• WHAT THIS EXERCISE ASKS:
(A) In the poem discussion, what reason does the comment beginning "I think this poem is a perfect example" give for saying that empathy should be a constant, persistent emotion? Answer in one to three sentences.
(B) Please go on with the poem discussion, picking up right after its final sentence.

• PASSAGE:
One more thing: the "miraculous birth" refers to the birth of Jesus and the old men are the magi. . . what Auden is suggesting that the event when it occurred was little noticed by most

LindsayArden said...

I think this poem is a perfect example of the role empathy plays in society, perhaps today even more than when the poem was written. It explains that while one person is experiencing a dull, monotonous moment in their everyday life, somewhere else a baby is being born, a hero is dying, potentially world-altering things are going on. Even if the unaffected individual is one capable of the feeling of empathy, they may not be aware, specifically, of these other things going on, and thus cannot pay mind to them. In today's crazy, busy world, how can we really be aware of what does not occur within the confines of our environment? What this poem says to me is that empathy should be a constant, persistent emotion. We should always pay mind, and heart, to the mere idea of the pains and joys of others, because one day, those life-altering events will be our own, and we hope others will pay mind to us.

Lindsey Claro said...

This poem relates to the problem of feeling empathy for others in a few ways. I think that the poem is recognizing that all around us at every moment, there are people going on to live their lives. On any given day, someone might be going through a horrific ordeal and simultaneously someone might be having a usual ordinary day “just dully walking along” where nothing of importance happens at all. Whatever it is… life does go on and the sun continues to shine. We can see an event on the news that makes us have sympathy for someone, it’s only natural, but do we ever really feel true empathy for them? We most likely haven’t had to endure the suffering that they’ve gone through, so how can we be capable to understand another’s feelings and emotions, regarding their heartbreaking situation? We certainly can try but the ability to actually understand their pain is impossible unless we’ve experienced the same thing. To me, the poem is saying that life goes on and that in the midst of all the tragedy that surrounds us, we all “have somewhere to get to,” so we just “calmly sail on” and go about our lives.

• EXTRACTED ENTRIES:
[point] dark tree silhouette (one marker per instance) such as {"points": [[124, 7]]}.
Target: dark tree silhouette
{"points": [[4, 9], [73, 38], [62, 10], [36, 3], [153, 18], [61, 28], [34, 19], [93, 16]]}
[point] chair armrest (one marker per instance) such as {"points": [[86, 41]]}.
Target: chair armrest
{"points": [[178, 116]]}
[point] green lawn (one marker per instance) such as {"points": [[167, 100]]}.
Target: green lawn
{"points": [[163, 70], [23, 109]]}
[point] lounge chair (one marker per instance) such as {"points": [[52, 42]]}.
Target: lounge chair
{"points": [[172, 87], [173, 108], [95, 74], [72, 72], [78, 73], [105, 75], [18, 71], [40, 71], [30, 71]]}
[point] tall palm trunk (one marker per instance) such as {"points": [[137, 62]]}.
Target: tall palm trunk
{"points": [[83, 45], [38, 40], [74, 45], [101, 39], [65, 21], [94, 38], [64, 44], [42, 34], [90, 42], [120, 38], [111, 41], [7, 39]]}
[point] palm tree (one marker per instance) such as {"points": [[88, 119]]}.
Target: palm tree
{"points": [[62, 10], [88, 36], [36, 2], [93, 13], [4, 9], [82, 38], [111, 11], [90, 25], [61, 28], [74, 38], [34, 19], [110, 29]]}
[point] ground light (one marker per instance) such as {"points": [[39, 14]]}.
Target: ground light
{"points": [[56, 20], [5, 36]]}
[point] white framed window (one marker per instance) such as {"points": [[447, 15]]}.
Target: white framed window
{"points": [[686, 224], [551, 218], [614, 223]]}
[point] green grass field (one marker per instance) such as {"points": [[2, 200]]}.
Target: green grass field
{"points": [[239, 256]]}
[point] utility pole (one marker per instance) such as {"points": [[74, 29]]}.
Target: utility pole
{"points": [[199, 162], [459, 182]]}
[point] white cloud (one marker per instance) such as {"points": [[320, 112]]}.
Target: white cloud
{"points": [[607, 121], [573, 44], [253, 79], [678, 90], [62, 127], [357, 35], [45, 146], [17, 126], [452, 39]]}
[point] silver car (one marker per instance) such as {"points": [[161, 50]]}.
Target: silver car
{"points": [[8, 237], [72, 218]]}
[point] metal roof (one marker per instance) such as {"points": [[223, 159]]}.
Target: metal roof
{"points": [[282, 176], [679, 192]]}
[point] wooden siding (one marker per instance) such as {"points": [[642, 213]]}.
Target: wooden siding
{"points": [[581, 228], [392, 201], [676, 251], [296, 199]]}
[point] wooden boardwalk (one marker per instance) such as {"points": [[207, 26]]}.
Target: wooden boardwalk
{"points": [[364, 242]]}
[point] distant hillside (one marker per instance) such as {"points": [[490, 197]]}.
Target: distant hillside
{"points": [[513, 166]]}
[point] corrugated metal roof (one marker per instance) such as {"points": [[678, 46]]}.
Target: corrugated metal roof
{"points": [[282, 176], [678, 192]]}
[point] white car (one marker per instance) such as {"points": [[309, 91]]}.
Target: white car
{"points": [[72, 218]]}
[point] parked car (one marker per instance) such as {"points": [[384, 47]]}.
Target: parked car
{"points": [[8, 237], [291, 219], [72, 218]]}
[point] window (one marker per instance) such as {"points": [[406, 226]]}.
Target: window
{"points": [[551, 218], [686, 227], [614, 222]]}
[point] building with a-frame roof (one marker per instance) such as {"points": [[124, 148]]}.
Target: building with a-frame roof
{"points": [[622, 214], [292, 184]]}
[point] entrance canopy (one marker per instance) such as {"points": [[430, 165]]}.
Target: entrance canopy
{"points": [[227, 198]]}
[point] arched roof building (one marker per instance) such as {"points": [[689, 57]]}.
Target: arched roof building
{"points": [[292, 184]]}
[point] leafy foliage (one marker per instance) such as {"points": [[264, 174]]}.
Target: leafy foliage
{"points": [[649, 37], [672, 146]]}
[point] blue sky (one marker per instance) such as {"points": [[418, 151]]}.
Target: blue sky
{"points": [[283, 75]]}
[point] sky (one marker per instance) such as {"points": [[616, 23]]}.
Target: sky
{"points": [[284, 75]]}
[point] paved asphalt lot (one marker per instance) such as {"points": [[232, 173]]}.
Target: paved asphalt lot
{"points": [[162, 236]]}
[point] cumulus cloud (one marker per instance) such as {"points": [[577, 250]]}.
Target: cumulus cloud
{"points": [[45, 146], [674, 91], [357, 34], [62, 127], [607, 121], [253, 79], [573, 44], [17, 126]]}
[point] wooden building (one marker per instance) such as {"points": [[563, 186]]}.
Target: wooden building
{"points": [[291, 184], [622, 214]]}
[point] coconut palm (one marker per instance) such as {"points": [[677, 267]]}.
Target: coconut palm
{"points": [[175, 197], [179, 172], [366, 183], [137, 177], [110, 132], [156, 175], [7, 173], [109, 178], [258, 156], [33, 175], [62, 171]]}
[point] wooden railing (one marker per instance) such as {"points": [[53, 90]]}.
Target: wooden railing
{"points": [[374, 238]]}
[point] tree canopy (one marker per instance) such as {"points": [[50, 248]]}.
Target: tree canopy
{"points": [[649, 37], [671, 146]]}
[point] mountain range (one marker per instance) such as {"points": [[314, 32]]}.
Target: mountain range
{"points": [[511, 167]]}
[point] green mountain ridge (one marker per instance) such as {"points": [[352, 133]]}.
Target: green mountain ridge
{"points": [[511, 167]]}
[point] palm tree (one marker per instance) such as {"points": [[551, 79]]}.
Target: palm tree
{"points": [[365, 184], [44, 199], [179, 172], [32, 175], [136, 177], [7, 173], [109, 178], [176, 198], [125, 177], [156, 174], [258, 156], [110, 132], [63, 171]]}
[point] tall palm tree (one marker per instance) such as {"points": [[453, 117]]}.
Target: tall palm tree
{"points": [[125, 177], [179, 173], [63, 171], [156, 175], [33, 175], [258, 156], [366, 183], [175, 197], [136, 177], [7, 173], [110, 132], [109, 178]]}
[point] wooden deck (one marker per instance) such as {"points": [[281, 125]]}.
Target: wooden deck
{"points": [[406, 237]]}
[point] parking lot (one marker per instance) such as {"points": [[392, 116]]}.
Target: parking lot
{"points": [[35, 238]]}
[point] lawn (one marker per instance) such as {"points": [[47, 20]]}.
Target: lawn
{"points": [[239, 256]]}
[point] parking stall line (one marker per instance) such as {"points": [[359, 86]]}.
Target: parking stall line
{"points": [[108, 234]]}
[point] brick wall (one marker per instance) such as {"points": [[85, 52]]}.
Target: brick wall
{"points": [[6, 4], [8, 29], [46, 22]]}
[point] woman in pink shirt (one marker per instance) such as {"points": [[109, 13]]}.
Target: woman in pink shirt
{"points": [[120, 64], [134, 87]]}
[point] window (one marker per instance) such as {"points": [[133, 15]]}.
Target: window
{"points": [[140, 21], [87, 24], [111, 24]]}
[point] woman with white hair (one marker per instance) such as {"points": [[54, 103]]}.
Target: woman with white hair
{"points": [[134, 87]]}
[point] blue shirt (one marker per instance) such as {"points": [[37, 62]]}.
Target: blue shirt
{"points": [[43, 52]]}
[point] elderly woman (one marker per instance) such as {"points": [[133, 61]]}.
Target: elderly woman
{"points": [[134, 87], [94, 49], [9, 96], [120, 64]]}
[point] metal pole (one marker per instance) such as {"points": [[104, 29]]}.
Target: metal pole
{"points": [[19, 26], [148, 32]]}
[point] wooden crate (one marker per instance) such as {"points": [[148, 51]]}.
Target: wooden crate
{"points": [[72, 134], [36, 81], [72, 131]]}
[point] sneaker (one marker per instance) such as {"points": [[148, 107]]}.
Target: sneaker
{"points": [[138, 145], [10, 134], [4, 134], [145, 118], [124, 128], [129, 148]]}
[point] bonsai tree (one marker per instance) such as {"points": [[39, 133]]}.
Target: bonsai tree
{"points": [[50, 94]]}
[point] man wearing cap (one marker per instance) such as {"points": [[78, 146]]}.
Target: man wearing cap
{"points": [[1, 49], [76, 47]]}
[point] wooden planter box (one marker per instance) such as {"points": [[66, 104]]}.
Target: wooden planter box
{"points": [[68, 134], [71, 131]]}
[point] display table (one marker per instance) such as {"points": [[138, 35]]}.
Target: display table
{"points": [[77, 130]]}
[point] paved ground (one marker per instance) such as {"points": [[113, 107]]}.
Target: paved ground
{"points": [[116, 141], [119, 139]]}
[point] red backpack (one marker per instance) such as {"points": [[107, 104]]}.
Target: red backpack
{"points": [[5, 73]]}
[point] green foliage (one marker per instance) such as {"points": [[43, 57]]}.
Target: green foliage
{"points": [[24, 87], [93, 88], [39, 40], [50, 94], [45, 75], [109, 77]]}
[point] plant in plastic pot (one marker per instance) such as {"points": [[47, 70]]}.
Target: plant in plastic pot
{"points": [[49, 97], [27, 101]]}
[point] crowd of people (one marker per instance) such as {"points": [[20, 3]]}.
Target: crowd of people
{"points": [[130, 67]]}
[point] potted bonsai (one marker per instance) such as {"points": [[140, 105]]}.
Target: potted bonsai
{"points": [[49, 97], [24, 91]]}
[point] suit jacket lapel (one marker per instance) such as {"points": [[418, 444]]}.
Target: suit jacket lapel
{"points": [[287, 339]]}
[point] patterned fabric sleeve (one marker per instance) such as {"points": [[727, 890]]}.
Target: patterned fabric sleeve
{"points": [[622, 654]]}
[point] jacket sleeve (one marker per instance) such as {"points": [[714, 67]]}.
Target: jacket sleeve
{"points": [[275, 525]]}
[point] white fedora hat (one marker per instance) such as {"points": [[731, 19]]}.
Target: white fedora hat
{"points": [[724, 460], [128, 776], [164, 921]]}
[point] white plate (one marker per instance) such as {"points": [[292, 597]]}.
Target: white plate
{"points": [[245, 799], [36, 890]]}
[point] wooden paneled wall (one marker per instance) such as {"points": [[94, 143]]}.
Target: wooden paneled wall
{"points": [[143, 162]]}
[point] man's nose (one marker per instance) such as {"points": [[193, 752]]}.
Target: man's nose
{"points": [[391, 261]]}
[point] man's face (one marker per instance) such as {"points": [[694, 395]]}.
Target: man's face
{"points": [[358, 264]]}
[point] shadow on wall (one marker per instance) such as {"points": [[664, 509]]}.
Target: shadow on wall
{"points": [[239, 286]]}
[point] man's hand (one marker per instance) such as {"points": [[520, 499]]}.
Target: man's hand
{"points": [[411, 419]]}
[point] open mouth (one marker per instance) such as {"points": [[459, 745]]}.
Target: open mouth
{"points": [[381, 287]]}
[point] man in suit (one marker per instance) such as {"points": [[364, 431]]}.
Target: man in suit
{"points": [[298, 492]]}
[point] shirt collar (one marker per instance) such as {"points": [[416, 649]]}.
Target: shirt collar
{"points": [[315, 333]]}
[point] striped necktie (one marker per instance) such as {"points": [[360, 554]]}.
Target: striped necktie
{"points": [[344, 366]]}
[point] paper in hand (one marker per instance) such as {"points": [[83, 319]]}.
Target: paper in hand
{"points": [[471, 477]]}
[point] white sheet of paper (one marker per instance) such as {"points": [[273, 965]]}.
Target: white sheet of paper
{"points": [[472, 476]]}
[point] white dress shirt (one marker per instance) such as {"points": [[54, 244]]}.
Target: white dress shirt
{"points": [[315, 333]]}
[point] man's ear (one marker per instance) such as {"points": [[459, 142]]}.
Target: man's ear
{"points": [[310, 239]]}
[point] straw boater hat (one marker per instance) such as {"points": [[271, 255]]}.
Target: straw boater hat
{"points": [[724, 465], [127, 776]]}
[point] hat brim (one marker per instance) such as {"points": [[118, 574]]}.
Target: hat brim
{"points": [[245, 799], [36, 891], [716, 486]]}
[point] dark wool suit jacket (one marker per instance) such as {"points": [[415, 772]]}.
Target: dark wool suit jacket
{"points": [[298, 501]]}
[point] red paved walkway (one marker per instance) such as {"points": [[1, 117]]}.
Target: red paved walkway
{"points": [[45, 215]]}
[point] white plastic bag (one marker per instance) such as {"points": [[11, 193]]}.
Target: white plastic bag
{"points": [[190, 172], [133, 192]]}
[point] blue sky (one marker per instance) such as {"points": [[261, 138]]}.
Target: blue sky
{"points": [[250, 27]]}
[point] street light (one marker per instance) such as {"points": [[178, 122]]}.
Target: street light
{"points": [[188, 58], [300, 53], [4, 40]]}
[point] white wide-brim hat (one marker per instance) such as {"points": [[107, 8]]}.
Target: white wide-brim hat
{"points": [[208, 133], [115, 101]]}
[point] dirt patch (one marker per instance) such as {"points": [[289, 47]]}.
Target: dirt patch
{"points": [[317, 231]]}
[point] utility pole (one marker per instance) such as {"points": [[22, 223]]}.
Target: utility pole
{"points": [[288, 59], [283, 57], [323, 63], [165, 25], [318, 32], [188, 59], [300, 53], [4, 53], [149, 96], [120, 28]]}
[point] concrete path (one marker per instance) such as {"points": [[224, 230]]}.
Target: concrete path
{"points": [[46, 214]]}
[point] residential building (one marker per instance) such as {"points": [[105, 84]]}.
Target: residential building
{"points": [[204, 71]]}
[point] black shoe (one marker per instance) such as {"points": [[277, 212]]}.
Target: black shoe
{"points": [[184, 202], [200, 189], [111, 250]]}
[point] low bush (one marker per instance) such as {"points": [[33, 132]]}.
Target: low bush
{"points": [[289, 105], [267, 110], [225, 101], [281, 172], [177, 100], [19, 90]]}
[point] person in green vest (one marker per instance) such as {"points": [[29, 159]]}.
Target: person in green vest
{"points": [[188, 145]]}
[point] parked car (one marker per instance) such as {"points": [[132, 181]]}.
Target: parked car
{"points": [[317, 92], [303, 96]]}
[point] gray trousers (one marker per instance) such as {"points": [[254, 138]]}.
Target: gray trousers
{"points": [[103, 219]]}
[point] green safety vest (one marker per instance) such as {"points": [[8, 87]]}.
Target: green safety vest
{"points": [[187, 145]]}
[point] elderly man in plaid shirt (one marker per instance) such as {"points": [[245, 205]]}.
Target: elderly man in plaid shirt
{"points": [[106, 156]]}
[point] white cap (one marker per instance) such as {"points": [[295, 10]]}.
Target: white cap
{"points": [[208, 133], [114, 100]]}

• ANSWER SET:
(A) The comment says we should always keep others' pains and joys in mind because one day those life-altering events will happen to us, and we will hope that others pay mind to us then.

(B)
Allison Sofer Says said...

This poem relates to empathy in a few different ways. I agree that it focuses more on how people do not feel empathy for others, and how humans are sorely lacking because they do not feel empathy, rather than focus on people who do feel empathy for others. It talks about how people get stuck in an infinite loop of selfishness, focusing on themselves and their own. It has been like this for a long time, and will stay the same until something breaks the loop.

The poem also relates to how people do not wish to feel empathy, but wish to get themselves settled before worrying about others, and not wanting to help those in need. Empathy is not about wanting to do right, it is about actually doing right, and helping others. When you feel for those around you, you must have some urge to help them. The poem, rather starkly, emphasizing that humans do little to help others.

AndreaV said...

I think that the poem realtes to the problem of empathy by pointing out how often people go about their daily lives and often don't think about the suffering of others whether it be something that is happening else where or even right in front of them. That we miss events because we are often too absorbed in our own lives to realize that others are suffering.

This pertains to the chapter in that journalists often attempt to consciously attempt to do the same thing in an attempt to remain objective.

nekaiya trotman said...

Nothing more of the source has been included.